"A child has been in the habit of using cubes for arithmetic; let him use them also for the elements of geometry. I would begin with solids, the reverse of the usual plan. It saves all the difficulty of absurd definitions, and bad explanations on points, lines, and surfaces, which are nothing but abstractions.... A cube presents many of the principal elements of geometry; it at once exhibits points, straight lines, parallel lines, angles, parallelograms, etc., etc. These cubes are divisible into various parts. The pupil has already been familiarised with such divisions in numeration, and he now proceeds to a comparison of their several parts, and of the relation of these parts to each other.... From thence he advances to globes, which furnish him with elementary notions of the circle, of curves generally, etc., etc.

"Being tolerably familiar with solids, he may now substitute planes. The transition may be made very easy. Let the cube, for instance, be cut into thin divisions, and placed on paper; he will then see as many plane rectangles as he has divisions; so with all the others. Globes may be treated in the same manner; he will thus see how surfaces really are generated, and be enabled to abstract them with facility in every solid.

Aim of the task — Please list every geometric element that the passage on teaching geometry with cubes says a cube "at once exhibits."

Extracted data —
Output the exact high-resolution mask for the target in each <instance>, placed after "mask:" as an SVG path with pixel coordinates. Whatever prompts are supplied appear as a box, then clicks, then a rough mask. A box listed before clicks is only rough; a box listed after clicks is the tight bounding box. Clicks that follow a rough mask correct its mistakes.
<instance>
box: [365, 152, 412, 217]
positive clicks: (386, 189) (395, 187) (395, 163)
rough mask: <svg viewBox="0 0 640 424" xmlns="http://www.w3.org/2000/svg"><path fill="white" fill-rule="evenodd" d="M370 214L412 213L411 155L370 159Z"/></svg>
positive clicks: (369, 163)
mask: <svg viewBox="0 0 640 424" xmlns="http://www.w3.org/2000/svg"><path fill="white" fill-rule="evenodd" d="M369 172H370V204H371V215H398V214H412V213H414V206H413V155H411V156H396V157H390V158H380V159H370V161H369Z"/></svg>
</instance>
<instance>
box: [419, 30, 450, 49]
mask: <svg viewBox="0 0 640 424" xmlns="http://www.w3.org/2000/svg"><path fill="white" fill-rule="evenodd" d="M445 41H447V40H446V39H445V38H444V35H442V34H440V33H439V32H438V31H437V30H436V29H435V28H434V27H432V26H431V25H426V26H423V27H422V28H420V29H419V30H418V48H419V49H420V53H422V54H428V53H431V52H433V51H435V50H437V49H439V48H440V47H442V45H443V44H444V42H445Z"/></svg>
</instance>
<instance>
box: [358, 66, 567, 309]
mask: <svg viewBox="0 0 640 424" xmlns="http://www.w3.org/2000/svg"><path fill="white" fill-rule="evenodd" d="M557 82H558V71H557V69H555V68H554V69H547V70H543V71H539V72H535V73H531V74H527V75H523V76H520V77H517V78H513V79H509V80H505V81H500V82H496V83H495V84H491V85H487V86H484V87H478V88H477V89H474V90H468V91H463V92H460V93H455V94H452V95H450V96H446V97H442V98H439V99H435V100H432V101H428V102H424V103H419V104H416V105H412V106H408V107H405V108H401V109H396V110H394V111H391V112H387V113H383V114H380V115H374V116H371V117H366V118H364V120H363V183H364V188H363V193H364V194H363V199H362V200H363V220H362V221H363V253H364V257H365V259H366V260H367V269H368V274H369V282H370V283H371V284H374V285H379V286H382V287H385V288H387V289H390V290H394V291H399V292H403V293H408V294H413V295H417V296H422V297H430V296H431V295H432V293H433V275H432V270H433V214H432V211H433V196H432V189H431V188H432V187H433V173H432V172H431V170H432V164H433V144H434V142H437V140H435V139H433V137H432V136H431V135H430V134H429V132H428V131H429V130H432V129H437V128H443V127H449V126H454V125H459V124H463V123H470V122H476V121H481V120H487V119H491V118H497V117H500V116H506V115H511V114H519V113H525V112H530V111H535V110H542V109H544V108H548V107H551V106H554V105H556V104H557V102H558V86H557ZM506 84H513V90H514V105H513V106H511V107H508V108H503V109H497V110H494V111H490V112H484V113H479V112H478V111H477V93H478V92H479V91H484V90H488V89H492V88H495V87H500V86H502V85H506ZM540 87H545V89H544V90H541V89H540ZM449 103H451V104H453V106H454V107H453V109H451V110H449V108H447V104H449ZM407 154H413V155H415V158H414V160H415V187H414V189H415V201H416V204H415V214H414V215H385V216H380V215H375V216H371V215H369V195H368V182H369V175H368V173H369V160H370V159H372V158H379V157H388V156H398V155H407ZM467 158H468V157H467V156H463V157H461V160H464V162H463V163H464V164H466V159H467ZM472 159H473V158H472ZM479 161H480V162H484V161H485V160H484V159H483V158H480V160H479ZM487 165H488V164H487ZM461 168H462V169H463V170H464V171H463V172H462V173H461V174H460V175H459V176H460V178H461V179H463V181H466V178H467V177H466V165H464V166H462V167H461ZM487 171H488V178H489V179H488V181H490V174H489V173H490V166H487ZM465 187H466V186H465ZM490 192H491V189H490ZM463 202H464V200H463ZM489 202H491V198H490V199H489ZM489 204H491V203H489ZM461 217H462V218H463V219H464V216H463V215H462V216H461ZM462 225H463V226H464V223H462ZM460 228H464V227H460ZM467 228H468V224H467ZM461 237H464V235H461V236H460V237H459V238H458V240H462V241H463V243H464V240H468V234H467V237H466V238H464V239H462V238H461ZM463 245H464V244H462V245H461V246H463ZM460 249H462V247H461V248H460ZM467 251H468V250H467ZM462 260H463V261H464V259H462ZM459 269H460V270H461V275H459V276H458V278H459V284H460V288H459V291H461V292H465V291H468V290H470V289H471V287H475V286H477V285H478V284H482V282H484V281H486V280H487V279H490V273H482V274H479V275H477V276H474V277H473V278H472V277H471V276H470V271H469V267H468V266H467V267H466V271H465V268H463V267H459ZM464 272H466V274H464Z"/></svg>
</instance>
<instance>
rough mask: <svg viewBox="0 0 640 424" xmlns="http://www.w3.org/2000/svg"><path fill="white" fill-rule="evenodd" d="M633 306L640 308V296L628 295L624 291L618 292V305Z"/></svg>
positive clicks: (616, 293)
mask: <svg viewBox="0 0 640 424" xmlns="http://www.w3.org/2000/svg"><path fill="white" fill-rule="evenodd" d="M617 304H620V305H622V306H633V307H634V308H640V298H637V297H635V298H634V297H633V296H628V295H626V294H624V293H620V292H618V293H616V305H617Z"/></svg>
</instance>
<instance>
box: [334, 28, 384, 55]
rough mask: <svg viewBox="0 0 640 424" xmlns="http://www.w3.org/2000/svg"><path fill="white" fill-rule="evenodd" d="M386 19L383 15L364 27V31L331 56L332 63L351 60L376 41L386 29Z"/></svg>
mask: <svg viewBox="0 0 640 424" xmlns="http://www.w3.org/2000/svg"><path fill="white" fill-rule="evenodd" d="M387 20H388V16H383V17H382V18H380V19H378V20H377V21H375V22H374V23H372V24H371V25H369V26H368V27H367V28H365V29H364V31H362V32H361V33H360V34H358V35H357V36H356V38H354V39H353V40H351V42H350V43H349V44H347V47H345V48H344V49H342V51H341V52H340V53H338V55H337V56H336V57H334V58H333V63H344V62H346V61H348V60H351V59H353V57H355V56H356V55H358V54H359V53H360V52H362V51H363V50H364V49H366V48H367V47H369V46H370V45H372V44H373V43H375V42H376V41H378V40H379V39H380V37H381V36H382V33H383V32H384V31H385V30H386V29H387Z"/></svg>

Reply — Points, straight lines, parallel lines, angles, parallelograms